Excerpt:
The Law of Naval Warfare and the U.S. Capture of Neutral Merchant Vessels: The Case of the Marinera

The Law of Naval Warfare and the U.S. Capture of Neutral Merchant Vessels: The Case of the Marinera
The Marinera oil tanker is seen on January 14, 2026 in Hopeman, Scotland. The Marinera oil tanker, previously known as the Bella 1, has entered UK waters at the request of the US to be replenished with “essential supplies.” The Russian-flagged tanker was seized by US forces on 7 January 2026, between Iceland and Scotland, for allegedly violating sanctions by transporting oil for Venezuela, Russia, and Iran. (Photo by Peter Summers/Getty Images)

Since capturing Venezuelan President Nicolás Maduro in early January, the Trump administration has been trying to take control of the country’s oil, an effort that involves seizing oil tankers with connections to Venezuela. To date, the United States has seized seven tankers with links to Venezuela. On Jan. 7, 2026, after a weeks-long pursuit, U.S. forces seized the Russian-flagged tanker Marinera in the North Atlantic. The U.S. military acted pursuant to a federal seizure warrant tied to the vessel’s role in transporting sanctioned Venezuelan oil. Previous articles on Just Security (here and here) examined the seizure under the United Nations Convention on the Law of the Sea (UNCLOS)-based maritime law enforcement regime.

Exercise set:
1. Rewrite the stretch of the Marinera article from "Since capturing Venezuelan" through "law enforcement regime.", changing "seized" to "captured".
2. Continue the article on the U.S. seizure of the Marinera from the point where it stops.

Dataset excerpt:
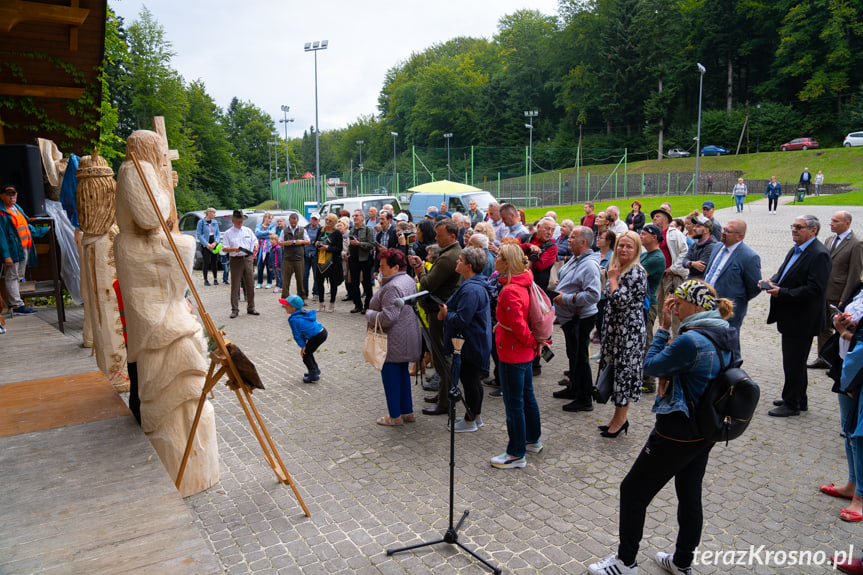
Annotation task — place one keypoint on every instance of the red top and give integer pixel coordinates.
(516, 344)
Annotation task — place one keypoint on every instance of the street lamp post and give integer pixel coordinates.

Task results:
1.
Since capturing Venezuelan President Nicolás Maduro in early January, the Trump administration has been trying to take control of the country’s oil, an effort that involves seizing oil tankers with connections to Venezuela. To date, the United States has captured seven tankers with links to Venezuela. On Jan. 7, 2026, after a weeks-long pursuit, U.S. forces captured the Russian-flagged tanker Marinera in the North Atlantic. The U.S. military acted pursuant to a federal seizure warrant tied to the vessel’s role in transporting sanctioned Venezuelan oil. Previous articles on Just Security (here and here) examined the seizure under the United Nations Convention on the Law of the Sea (UNCLOS)-based maritime law enforcement regime.

2.
We now turn to an assessment of the operation against a second legal regime – the law of naval warfare (LoNW). Consequently, rather than use the term “seizure,” we switch to “capture,” the LoNW term of art for the action. Since its forces conducted the capture, our analysis will rely heavily on U.S. official sources that set out the LoNW rules for naval operations during armed conflicts. This approach allows us to assess whether the operation passed muster under even the United States’ own interpretation of the law. We will also draw on two highly respected expert manuals that many navies around the world use for operational and legal guidance, the Newport Manual on the Law of Naval Warfare and the San Remo Manual on International Law Applicable to Armed Conflicts at Sea.

In our view, there are four key LoNW questions that the Marinera capture raises, and two peripheral issues. We conclude that the capture was likely inconsistent with U.S. obligations under LoNW.

1) Does LoNW govern the capture?

The threshold question regarding the applicability of LoNW to a “belligerent’s” (party to the conflict) conduct at sea is, as with the law of armed conflict (LOAC) more broadly, whether an international armed conflict (IAC) is underway. Common Article 2 to the four 1949 Geneva Conventions sets forth the universally accepted definition of an IAC: “cases of declared war or of any other armed conflict which may arise between two or more of the High Contracting Parties.” That article also extends such conflicts to occupation, and it is well accepted that the establishment of a blockade can trigger an IAC (see our discussion here).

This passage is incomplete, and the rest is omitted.